▶ Work to complete:
a) Reproduce the passage from the arm64 backtrace post, starting at "How about this, Let's" and ending at "any common-code API.".
b) According to the arm64 backtrace post, what is cleared once a timeout occurs?
c) List every function named in the arm64 backtrace post, in the prose or in the code.

------ Given passage

I ran into a same issue and have an idea base on Paul's suggestion.

How about this, Let's check the "backtrace_mask" earlier in the
architecture-specific callback (arm64_backtrace_ipi) used by
`nmi_trigger_cpumask_backtrace`, and also shorten the timeout to one
second.
Once a timeout occurs, we clear the "backtrace_mask" to avoid
`nmi_trigger_cpumask_backtrace` getting stuck for ten seconds in such
scenarios.
This approach does not require modifying any common-code API.

File: arch/arm64/kernel/smp.c:
 static void arm64_backtrace_ipi(cpumask_t *mask)  {
        __ipi_send_mask(ipi_desc[IPI_CPU_BACKTRACE], mask);
+
+       if (!system_uses_irq_prio_masking()) {
+               /* Wait for 1 second for all CPUs to do the backtrace
*/
+               for (int i = 0; i < 1000; i++) {
+                       if (cpumask_empty(mask))

------------
------ Provided data

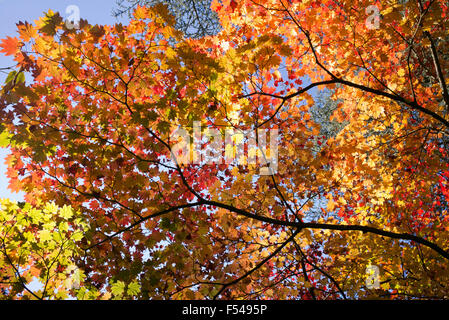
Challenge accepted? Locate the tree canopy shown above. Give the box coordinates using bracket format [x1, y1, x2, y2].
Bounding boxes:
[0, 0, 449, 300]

------------

▶ Answers given:
a)
How about this, Let's check the "backtrace_mask" earlier in the
architecture-specific callback (arm64_backtrace_ipi) used by
`nmi_trigger_cpumask_backtrace`, and also shorten the timeout to one
second.
Once a timeout occurs, we clear the "backtrace_mask" to avoid
`nmi_trigger_cpumask_backtrace` getting stuck for ten seconds in such
scenarios.
This approach does not require modifying any common-code API.

b) The "backtrace_mask" is cleared.

c)
- arm64_backtrace_ipi
- nmi_trigger_cpumask_backtrace
- __ipi_send_mask
- system_uses_irq_prio_masking
- cpumask_empty